Work to complete
The lines to reproduce run from the first one below to the line containing "Target: man's fingers", both included. Reproduce them exactly and nothing else.

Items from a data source

=-=-=-=-=

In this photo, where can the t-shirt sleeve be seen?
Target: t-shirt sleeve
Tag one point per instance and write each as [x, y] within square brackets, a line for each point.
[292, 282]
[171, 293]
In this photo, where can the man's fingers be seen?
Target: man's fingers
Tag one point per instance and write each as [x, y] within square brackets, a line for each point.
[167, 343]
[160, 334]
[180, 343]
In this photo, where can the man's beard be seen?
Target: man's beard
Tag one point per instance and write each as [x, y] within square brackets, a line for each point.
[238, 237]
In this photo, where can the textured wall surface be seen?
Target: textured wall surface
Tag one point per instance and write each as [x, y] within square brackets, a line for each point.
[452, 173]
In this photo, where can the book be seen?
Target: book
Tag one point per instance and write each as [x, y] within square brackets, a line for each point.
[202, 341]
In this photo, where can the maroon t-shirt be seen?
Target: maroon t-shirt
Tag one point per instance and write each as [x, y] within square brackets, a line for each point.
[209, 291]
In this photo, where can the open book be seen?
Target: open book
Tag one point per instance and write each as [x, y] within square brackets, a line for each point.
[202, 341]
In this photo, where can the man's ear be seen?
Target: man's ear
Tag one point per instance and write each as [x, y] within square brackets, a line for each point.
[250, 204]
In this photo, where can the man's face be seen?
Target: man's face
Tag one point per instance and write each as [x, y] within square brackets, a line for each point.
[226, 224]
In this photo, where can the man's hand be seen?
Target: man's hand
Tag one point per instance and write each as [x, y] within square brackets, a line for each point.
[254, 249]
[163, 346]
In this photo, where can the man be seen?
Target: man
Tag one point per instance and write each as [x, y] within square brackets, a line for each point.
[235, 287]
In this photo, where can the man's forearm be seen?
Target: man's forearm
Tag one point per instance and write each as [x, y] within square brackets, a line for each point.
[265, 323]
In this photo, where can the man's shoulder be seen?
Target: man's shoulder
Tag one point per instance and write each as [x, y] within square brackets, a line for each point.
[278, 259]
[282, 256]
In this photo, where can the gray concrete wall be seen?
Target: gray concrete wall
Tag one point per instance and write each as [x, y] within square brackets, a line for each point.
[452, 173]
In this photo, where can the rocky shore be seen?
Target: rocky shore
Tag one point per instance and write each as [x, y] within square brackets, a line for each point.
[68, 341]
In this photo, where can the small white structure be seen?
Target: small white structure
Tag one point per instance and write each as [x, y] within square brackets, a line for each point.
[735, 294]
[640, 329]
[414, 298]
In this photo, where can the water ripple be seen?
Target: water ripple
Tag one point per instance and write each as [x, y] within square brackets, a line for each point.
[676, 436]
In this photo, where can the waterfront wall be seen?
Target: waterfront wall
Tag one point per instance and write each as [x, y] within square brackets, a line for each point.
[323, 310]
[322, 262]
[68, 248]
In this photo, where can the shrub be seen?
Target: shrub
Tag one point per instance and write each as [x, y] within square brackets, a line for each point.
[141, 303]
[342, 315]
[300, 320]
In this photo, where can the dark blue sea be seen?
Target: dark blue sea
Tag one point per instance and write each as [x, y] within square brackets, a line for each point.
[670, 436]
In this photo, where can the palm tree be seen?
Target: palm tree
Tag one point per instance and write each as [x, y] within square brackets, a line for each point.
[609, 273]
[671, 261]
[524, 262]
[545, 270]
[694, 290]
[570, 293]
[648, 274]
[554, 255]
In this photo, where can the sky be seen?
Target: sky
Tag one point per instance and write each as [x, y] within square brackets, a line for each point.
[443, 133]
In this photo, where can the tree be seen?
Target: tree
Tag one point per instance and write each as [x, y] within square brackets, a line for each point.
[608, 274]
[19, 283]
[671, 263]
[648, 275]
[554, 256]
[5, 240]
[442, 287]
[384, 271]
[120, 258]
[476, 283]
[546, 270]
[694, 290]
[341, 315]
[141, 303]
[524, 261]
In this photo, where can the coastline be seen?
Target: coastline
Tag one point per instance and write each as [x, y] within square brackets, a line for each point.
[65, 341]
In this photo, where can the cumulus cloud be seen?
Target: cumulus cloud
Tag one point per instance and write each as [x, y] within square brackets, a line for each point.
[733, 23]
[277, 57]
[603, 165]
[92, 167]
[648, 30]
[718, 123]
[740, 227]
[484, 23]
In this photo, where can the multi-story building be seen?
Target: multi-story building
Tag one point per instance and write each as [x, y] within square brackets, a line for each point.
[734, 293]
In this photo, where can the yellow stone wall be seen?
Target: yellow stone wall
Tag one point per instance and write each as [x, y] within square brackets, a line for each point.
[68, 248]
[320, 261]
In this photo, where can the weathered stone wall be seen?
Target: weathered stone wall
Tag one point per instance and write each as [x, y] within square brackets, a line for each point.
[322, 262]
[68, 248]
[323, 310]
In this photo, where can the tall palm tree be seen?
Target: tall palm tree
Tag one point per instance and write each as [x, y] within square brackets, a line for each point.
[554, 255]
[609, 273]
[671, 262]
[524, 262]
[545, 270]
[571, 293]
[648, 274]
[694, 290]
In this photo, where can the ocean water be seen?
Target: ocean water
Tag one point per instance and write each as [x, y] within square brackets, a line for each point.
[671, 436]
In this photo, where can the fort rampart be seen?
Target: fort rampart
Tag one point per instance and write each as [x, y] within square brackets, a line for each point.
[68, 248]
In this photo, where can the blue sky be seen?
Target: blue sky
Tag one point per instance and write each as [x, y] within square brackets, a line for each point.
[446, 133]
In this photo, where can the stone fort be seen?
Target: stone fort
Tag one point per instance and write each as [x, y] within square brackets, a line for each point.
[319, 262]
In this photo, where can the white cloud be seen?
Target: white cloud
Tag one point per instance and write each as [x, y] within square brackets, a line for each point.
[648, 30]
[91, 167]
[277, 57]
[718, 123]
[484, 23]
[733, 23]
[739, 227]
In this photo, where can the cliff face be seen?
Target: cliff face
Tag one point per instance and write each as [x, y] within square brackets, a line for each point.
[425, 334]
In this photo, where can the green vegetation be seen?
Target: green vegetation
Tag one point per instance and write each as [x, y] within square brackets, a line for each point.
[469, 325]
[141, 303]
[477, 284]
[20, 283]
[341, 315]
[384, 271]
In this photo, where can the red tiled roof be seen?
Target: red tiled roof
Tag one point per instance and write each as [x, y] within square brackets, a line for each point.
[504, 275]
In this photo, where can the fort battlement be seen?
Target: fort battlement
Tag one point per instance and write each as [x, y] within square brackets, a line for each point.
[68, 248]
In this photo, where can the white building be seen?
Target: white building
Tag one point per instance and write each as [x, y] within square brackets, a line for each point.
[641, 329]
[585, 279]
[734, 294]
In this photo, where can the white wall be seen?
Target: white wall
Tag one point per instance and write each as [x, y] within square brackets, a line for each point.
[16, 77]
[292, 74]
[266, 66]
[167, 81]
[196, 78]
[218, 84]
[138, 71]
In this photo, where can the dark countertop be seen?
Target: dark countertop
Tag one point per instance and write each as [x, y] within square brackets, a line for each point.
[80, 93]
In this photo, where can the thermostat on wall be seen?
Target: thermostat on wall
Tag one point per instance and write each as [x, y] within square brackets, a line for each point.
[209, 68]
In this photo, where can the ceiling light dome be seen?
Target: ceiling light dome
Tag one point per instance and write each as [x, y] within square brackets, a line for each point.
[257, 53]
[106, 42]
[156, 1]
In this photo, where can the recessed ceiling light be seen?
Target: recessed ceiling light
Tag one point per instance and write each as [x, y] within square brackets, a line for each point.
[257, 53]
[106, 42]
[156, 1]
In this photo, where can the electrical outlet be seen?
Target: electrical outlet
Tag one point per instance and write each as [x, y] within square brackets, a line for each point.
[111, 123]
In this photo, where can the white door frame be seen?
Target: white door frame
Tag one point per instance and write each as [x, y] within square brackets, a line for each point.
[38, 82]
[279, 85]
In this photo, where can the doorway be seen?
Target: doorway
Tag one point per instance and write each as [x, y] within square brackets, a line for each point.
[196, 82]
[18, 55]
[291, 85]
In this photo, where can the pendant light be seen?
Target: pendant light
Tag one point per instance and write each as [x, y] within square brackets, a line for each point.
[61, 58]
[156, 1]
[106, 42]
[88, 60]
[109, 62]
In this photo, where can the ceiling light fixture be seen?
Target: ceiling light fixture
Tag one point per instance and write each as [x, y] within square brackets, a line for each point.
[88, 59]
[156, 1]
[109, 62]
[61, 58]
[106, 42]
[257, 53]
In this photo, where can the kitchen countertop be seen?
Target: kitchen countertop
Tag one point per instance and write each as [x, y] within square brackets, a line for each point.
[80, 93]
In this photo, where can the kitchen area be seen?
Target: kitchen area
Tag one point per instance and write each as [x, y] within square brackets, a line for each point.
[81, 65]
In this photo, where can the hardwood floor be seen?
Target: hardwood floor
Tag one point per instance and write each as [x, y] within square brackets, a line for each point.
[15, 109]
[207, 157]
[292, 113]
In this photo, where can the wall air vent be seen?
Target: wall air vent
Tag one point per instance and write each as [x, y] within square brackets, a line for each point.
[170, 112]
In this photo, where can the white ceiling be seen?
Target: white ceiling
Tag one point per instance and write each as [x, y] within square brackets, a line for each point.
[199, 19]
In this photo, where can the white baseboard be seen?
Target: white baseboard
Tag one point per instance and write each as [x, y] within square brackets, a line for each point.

=-=-=-=-=

Response to the task
In this photo, where can the t-shirt sleeve be seen?
Target: t-shirt sleeve
Tag one point per instance and write each as [x, y] within square brackets, a line for each point.
[292, 282]
[171, 293]
In this photo, where can the man's fingers be seen?
Target: man's fingers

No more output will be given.